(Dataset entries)
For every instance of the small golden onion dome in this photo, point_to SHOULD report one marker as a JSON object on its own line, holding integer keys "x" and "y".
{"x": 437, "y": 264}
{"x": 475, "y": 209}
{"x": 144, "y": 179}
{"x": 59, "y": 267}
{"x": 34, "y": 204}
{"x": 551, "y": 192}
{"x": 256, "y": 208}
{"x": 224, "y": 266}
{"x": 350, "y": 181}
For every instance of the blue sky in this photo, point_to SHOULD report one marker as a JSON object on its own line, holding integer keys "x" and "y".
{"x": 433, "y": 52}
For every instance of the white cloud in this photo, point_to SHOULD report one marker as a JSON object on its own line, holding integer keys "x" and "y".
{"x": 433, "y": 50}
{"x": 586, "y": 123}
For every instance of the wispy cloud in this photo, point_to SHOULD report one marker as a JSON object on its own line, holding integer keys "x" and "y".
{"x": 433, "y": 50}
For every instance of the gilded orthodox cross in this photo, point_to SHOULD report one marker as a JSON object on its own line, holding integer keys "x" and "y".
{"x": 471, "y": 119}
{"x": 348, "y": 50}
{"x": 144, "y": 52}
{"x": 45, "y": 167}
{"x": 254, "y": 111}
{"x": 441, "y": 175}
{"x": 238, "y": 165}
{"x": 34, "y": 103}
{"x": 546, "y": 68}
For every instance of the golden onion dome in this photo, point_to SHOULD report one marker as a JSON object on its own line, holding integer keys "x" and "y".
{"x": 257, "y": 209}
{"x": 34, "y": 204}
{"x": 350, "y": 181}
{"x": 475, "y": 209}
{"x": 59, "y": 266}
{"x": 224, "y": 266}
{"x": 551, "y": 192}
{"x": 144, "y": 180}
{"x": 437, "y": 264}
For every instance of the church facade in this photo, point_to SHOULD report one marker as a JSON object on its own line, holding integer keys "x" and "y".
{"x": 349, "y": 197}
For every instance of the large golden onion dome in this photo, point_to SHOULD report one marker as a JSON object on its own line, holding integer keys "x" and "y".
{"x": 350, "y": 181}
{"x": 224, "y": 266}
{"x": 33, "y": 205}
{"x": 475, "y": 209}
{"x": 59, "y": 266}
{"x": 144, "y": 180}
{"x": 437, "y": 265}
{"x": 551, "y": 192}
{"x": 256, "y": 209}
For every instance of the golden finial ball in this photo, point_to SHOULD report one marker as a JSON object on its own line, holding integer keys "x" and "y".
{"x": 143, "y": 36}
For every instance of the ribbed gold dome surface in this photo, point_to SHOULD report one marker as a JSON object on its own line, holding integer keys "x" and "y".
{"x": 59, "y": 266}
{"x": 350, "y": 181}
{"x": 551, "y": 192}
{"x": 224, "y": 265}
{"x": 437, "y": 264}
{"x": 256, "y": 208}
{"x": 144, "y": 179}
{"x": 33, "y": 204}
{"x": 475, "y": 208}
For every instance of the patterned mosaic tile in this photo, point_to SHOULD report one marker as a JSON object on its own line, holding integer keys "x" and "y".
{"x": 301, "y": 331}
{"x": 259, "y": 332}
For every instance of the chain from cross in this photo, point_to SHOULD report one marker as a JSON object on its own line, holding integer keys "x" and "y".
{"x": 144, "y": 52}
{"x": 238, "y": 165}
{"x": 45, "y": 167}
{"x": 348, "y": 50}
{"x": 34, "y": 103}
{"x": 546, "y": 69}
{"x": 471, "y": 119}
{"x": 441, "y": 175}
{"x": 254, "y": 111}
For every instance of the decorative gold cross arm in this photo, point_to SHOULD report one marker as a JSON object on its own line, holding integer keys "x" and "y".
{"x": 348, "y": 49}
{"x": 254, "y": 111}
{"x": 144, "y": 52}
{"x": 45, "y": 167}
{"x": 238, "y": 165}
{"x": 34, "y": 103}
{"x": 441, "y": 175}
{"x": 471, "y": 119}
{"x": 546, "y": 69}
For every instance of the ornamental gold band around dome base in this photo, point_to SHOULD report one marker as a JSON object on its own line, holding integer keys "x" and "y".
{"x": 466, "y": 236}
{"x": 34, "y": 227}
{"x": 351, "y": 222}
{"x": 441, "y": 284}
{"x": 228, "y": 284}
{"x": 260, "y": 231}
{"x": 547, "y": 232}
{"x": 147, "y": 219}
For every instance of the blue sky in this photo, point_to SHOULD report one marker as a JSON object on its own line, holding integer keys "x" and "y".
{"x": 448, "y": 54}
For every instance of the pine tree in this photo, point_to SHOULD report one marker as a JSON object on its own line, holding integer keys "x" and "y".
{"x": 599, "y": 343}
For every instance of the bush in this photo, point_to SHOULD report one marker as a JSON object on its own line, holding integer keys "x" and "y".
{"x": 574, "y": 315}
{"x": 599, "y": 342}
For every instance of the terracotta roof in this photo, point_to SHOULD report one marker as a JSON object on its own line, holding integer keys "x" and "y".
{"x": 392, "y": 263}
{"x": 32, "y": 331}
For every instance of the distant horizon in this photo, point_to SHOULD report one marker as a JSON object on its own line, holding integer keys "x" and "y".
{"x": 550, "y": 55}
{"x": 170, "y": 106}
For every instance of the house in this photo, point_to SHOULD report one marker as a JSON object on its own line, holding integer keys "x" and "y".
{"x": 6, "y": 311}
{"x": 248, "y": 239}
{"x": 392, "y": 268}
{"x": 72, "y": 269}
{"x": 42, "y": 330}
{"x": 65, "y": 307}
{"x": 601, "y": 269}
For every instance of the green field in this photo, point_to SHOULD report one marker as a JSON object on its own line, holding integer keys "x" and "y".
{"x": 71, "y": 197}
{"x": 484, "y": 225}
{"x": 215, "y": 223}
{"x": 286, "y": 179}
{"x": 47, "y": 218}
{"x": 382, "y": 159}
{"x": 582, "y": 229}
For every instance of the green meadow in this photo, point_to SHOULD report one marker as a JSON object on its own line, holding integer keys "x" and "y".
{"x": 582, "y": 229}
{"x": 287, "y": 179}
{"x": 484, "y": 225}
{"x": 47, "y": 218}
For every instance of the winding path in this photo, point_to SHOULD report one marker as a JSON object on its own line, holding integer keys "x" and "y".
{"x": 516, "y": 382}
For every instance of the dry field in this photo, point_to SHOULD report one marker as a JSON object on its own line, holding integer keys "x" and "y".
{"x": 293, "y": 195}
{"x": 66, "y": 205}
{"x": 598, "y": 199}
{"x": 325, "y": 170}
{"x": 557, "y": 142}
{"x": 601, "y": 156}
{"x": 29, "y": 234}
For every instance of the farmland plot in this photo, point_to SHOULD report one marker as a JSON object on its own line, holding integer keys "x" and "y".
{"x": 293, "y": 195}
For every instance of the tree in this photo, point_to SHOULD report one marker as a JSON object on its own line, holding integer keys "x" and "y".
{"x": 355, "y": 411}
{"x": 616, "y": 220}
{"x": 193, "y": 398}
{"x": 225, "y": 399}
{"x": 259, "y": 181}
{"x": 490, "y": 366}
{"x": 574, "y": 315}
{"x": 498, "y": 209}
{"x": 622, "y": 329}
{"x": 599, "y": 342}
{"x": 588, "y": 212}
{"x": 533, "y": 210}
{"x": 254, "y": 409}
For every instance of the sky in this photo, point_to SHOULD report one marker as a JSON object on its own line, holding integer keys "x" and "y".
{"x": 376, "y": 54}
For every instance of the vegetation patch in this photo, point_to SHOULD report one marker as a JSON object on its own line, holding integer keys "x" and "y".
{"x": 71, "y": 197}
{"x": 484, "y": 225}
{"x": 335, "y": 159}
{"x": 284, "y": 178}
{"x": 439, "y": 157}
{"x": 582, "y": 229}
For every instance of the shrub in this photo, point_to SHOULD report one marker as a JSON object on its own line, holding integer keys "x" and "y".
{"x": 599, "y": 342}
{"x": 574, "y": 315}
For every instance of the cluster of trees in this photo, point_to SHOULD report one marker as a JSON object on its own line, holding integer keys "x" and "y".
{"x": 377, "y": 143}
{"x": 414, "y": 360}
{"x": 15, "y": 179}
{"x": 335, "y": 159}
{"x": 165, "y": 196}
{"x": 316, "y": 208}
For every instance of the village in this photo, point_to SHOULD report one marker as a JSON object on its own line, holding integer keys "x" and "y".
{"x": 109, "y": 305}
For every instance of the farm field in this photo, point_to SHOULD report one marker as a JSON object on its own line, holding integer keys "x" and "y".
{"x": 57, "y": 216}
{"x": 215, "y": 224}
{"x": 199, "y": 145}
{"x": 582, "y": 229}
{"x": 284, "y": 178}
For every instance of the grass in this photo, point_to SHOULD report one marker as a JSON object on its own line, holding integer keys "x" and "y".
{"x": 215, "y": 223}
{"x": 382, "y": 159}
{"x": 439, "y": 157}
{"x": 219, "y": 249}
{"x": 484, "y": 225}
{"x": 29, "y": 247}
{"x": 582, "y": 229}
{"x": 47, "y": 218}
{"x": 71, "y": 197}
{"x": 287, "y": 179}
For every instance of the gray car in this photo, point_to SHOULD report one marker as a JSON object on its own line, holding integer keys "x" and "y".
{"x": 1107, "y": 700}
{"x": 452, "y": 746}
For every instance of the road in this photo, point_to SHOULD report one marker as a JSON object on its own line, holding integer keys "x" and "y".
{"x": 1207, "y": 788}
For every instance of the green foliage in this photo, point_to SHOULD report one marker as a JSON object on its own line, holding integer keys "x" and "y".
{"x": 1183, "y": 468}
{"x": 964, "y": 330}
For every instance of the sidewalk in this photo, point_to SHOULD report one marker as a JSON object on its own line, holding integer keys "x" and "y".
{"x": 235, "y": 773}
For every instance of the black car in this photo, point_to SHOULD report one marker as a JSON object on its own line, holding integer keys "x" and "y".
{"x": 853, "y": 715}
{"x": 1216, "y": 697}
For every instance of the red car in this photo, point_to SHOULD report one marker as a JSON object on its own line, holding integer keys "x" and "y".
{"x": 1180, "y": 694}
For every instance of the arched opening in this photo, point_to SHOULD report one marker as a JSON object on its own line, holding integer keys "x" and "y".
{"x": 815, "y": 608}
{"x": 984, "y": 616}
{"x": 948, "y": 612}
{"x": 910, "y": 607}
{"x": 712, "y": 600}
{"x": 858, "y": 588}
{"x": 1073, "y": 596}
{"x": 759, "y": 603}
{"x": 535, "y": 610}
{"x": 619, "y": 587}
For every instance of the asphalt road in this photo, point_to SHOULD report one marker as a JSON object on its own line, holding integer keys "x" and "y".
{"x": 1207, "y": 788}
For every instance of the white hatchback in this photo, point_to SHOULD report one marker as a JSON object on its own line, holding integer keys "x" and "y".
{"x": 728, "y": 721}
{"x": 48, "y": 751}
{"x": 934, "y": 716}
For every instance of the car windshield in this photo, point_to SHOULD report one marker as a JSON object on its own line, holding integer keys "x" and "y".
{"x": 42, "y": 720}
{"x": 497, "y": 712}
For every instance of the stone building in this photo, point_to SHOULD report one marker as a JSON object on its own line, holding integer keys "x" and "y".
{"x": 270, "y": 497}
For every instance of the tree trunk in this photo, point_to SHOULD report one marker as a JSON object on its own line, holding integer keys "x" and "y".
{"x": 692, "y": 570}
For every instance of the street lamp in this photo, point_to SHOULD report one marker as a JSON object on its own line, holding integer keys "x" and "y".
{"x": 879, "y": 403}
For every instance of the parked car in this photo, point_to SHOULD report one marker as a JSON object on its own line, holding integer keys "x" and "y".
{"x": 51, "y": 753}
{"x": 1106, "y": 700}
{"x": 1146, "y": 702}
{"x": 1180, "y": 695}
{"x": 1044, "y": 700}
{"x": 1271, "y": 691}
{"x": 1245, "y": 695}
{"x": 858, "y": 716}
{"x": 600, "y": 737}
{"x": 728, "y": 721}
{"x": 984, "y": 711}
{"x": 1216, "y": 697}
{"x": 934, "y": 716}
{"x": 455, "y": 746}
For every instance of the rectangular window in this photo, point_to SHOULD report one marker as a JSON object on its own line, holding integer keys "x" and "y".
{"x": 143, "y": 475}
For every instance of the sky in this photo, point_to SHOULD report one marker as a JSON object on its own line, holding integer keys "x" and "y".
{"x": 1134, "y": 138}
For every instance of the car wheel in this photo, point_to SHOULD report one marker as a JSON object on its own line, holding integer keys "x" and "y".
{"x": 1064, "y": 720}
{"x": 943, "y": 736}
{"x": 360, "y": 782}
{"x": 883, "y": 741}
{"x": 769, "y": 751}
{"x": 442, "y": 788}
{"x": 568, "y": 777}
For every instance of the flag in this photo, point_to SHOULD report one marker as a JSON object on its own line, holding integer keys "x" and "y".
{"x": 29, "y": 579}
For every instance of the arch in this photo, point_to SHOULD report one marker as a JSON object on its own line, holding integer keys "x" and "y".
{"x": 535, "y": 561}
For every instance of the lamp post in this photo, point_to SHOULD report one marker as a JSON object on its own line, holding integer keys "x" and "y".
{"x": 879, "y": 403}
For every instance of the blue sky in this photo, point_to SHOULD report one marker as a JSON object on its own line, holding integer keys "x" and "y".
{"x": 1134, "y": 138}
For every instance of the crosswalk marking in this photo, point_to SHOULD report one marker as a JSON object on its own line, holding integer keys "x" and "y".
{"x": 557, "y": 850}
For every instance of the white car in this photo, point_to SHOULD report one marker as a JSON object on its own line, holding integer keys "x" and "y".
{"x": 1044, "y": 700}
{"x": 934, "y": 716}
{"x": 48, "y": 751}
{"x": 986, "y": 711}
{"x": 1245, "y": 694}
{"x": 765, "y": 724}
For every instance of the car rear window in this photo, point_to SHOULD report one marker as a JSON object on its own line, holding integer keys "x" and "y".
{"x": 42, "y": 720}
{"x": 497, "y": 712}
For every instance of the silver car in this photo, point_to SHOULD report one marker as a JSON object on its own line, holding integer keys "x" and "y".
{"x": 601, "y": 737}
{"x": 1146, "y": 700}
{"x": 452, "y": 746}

◆ **Exercise details**: Your reply should consist only of the lines from the one containing "For every instance of the car rear" through the last line of the records, each reproduced exactly.

◆ **Exercise result**:
For every instance of the car rear window in this photo, point_to SHOULD report one marker as a JSON object on its own line, holding integer keys "x" and "y".
{"x": 42, "y": 720}
{"x": 497, "y": 712}
For every instance of the silver car in this photo, point_to SHOULD report one marker as a JSON object on its own line, holding integer keys "x" and "y".
{"x": 601, "y": 737}
{"x": 1146, "y": 700}
{"x": 452, "y": 746}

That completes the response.